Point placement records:

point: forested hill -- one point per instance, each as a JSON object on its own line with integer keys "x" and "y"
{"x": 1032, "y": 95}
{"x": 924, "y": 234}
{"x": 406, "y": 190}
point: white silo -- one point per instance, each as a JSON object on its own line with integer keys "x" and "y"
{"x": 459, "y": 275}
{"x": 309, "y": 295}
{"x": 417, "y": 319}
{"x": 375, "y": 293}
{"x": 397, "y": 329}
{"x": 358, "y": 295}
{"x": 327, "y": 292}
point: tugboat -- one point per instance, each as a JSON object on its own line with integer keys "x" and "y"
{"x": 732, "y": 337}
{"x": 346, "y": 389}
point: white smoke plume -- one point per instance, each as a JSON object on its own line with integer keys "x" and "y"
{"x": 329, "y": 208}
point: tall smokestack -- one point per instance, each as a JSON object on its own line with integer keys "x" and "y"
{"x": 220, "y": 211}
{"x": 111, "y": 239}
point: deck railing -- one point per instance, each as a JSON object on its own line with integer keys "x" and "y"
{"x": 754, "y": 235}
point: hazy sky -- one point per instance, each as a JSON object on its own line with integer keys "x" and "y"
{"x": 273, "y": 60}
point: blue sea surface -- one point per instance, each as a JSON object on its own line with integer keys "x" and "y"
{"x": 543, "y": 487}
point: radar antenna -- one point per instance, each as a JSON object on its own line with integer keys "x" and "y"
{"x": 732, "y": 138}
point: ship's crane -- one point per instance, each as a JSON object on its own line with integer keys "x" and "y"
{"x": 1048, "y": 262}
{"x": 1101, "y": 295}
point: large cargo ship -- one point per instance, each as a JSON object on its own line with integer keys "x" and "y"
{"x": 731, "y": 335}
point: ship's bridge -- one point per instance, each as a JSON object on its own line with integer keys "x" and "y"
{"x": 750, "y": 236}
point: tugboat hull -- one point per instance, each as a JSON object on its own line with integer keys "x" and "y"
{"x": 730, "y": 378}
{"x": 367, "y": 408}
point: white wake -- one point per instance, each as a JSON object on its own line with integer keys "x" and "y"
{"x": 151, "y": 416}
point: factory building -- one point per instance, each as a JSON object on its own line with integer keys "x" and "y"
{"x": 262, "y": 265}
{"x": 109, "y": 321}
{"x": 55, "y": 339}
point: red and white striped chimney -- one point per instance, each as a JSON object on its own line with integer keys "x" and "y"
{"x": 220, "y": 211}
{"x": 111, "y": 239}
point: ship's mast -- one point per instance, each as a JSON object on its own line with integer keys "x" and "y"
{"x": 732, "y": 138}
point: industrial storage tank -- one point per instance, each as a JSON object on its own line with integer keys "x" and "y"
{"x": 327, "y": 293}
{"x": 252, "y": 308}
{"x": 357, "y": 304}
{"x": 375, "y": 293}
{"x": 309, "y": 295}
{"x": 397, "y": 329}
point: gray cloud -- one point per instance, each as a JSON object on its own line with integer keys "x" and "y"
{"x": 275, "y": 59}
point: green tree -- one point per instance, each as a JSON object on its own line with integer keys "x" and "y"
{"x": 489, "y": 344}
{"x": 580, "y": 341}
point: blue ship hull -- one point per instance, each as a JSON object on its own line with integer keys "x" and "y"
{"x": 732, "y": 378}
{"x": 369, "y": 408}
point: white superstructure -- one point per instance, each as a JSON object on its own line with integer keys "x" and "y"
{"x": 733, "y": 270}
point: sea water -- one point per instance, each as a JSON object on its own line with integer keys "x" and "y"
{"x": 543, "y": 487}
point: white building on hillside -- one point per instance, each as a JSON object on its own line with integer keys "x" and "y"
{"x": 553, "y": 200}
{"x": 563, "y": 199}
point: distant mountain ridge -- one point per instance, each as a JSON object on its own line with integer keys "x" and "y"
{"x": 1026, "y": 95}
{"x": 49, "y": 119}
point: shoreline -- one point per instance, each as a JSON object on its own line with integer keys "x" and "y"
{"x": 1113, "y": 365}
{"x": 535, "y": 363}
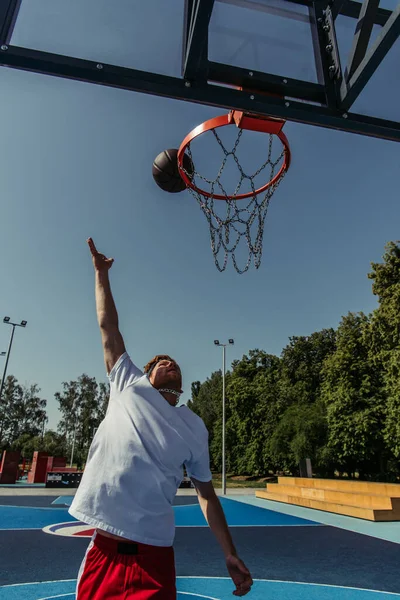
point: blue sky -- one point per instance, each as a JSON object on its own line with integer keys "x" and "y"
{"x": 76, "y": 162}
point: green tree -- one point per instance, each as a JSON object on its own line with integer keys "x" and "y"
{"x": 22, "y": 411}
{"x": 352, "y": 394}
{"x": 385, "y": 342}
{"x": 254, "y": 411}
{"x": 83, "y": 405}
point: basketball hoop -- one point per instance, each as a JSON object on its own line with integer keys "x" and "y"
{"x": 244, "y": 211}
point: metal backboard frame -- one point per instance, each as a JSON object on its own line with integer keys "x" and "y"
{"x": 327, "y": 103}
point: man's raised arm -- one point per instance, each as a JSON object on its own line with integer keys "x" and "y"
{"x": 107, "y": 316}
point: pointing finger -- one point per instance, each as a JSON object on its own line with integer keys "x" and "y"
{"x": 92, "y": 247}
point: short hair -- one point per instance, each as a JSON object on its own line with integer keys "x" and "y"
{"x": 152, "y": 363}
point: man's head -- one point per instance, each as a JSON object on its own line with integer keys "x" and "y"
{"x": 164, "y": 372}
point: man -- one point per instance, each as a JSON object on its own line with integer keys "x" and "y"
{"x": 134, "y": 469}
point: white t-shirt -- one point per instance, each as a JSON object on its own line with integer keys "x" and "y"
{"x": 135, "y": 462}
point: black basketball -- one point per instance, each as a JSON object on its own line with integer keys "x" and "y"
{"x": 166, "y": 172}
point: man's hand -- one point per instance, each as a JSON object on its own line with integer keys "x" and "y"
{"x": 240, "y": 575}
{"x": 100, "y": 262}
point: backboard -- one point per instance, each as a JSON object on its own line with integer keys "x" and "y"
{"x": 331, "y": 64}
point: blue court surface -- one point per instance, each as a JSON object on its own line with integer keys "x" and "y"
{"x": 289, "y": 556}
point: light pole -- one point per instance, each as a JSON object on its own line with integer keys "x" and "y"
{"x": 74, "y": 436}
{"x": 217, "y": 343}
{"x": 14, "y": 325}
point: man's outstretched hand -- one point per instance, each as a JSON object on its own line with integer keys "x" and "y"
{"x": 240, "y": 575}
{"x": 100, "y": 262}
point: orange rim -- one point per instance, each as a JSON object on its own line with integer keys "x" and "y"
{"x": 222, "y": 121}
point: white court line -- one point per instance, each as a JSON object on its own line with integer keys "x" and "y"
{"x": 178, "y": 592}
{"x": 342, "y": 587}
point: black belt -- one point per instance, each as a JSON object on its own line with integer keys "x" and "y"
{"x": 127, "y": 548}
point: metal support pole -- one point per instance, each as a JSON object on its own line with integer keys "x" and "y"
{"x": 6, "y": 365}
{"x": 223, "y": 422}
{"x": 73, "y": 447}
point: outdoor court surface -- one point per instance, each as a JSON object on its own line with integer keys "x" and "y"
{"x": 293, "y": 553}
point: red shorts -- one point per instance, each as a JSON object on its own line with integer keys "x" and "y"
{"x": 113, "y": 570}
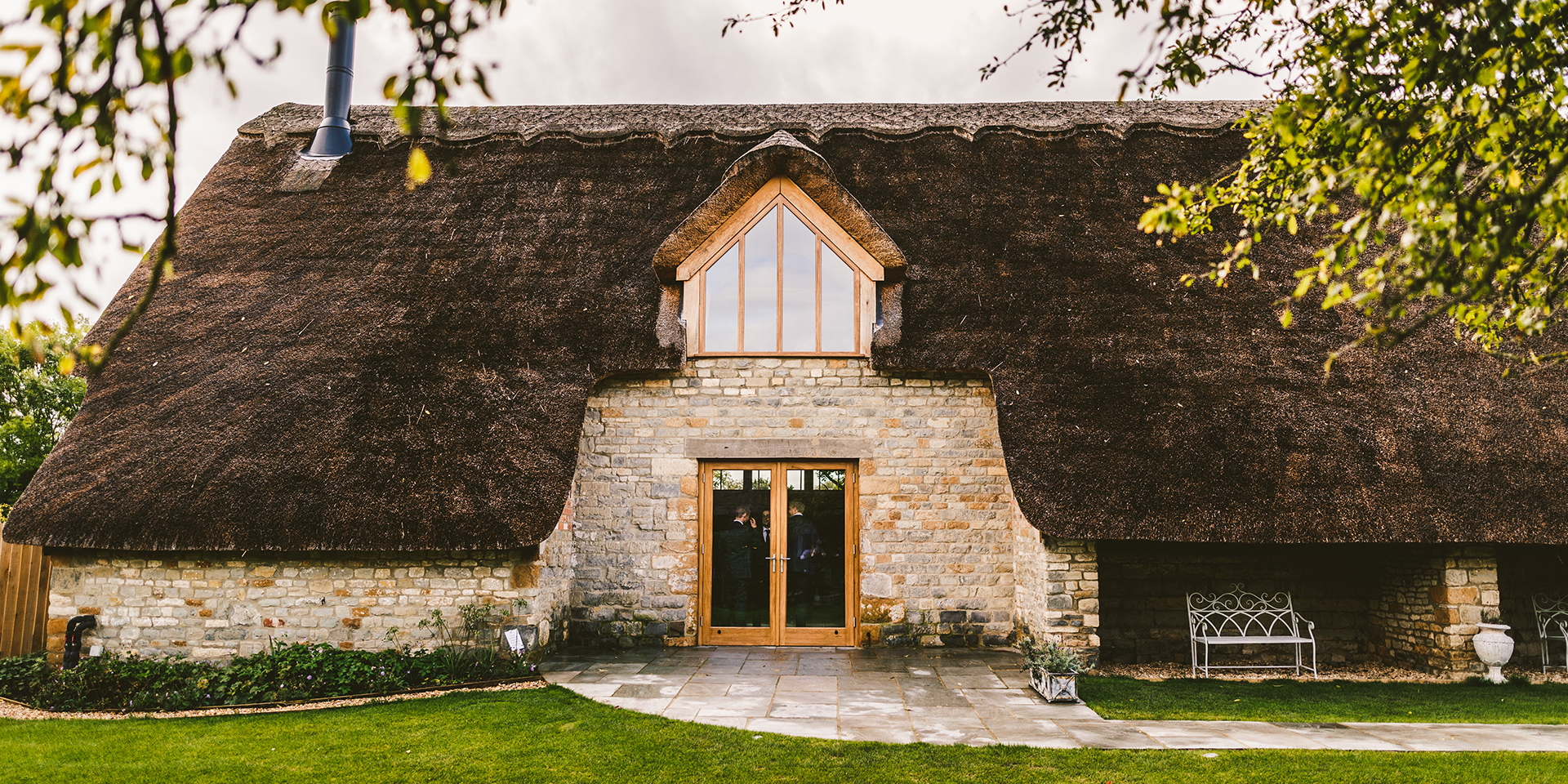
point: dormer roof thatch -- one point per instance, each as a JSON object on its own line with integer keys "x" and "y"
{"x": 345, "y": 364}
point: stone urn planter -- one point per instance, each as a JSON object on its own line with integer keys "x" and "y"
{"x": 1493, "y": 648}
{"x": 1056, "y": 687}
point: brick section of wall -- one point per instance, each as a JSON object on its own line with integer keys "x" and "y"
{"x": 1145, "y": 586}
{"x": 1431, "y": 601}
{"x": 1058, "y": 590}
{"x": 214, "y": 606}
{"x": 937, "y": 511}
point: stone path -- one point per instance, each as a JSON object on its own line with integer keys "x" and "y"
{"x": 951, "y": 697}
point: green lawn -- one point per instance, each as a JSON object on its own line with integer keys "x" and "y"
{"x": 1325, "y": 702}
{"x": 554, "y": 736}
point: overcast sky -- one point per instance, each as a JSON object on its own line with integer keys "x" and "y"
{"x": 671, "y": 52}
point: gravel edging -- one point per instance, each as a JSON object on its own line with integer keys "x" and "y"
{"x": 18, "y": 710}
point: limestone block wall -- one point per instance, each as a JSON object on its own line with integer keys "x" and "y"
{"x": 937, "y": 511}
{"x": 1429, "y": 606}
{"x": 1525, "y": 571}
{"x": 1058, "y": 590}
{"x": 1145, "y": 586}
{"x": 214, "y": 606}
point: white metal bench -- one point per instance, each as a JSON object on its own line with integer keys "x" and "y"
{"x": 1551, "y": 623}
{"x": 1247, "y": 618}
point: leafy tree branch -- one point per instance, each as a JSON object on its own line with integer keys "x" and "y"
{"x": 1426, "y": 143}
{"x": 90, "y": 95}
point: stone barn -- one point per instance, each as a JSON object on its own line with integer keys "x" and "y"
{"x": 784, "y": 375}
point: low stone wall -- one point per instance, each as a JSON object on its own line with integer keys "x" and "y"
{"x": 1525, "y": 571}
{"x": 1145, "y": 586}
{"x": 1058, "y": 591}
{"x": 214, "y": 606}
{"x": 1431, "y": 601}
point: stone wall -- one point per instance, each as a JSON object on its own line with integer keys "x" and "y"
{"x": 937, "y": 511}
{"x": 1145, "y": 586}
{"x": 1431, "y": 601}
{"x": 216, "y": 606}
{"x": 1058, "y": 590}
{"x": 1525, "y": 571}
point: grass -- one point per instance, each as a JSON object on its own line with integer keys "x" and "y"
{"x": 554, "y": 736}
{"x": 1472, "y": 702}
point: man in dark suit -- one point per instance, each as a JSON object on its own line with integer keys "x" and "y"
{"x": 804, "y": 554}
{"x": 733, "y": 552}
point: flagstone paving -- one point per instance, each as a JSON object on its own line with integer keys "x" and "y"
{"x": 951, "y": 697}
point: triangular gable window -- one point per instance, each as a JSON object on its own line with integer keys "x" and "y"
{"x": 780, "y": 278}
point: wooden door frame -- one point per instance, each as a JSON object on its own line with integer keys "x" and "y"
{"x": 778, "y": 634}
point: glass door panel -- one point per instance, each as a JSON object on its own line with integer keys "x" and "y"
{"x": 741, "y": 565}
{"x": 778, "y": 554}
{"x": 814, "y": 548}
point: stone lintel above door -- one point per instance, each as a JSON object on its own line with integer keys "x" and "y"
{"x": 778, "y": 449}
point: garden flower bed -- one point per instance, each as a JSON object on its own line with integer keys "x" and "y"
{"x": 283, "y": 673}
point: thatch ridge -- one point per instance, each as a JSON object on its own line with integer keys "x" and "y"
{"x": 670, "y": 122}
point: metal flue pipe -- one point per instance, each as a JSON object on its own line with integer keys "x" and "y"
{"x": 332, "y": 137}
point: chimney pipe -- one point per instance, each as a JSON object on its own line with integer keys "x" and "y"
{"x": 332, "y": 137}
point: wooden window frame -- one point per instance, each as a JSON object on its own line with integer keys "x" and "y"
{"x": 783, "y": 194}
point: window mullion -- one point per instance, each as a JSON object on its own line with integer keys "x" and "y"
{"x": 741, "y": 296}
{"x": 778, "y": 289}
{"x": 819, "y": 295}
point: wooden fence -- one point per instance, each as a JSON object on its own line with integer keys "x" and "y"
{"x": 24, "y": 598}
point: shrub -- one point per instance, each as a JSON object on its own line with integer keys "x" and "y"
{"x": 279, "y": 675}
{"x": 20, "y": 676}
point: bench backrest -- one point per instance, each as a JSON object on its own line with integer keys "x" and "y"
{"x": 1241, "y": 613}
{"x": 1549, "y": 612}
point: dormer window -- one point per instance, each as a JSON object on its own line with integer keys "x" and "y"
{"x": 780, "y": 278}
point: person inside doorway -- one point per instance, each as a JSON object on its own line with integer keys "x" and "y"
{"x": 734, "y": 549}
{"x": 804, "y": 555}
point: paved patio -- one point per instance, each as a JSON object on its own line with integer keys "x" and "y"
{"x": 951, "y": 697}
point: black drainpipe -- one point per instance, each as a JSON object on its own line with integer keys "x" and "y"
{"x": 74, "y": 629}
{"x": 332, "y": 137}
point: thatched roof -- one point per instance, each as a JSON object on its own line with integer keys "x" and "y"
{"x": 363, "y": 368}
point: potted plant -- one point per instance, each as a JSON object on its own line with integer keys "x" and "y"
{"x": 1053, "y": 670}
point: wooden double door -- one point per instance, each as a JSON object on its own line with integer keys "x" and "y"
{"x": 778, "y": 552}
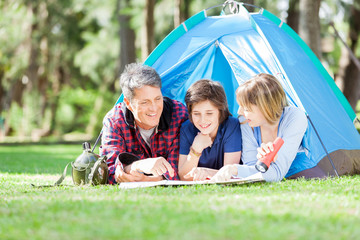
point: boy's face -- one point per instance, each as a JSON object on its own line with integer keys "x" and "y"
{"x": 146, "y": 106}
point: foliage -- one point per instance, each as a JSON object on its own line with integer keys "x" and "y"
{"x": 286, "y": 210}
{"x": 77, "y": 46}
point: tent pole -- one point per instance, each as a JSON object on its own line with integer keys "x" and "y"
{"x": 97, "y": 141}
{"x": 328, "y": 155}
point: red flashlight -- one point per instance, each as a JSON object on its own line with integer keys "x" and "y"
{"x": 262, "y": 165}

#### Written instruction:
Take the lines above from the one holding "point: boy's face" to the last and output them exactly.

#### Solution to the exercise:
point: boy's face -- one point per instance, each as a JSON object on its own line with integer keys "x" and "y"
{"x": 146, "y": 106}
point: foliage -- one point per instance, each as a JSON object on its own line with integer keys "x" and "y"
{"x": 286, "y": 210}
{"x": 77, "y": 46}
point: tent pole -- one point per instance, each as a JSON object on its own line with integer keys "x" and "y"
{"x": 97, "y": 141}
{"x": 328, "y": 155}
point: red flashlight -- one point per instance, each as a JSON object on its own line with integer keys "x" and "y"
{"x": 262, "y": 165}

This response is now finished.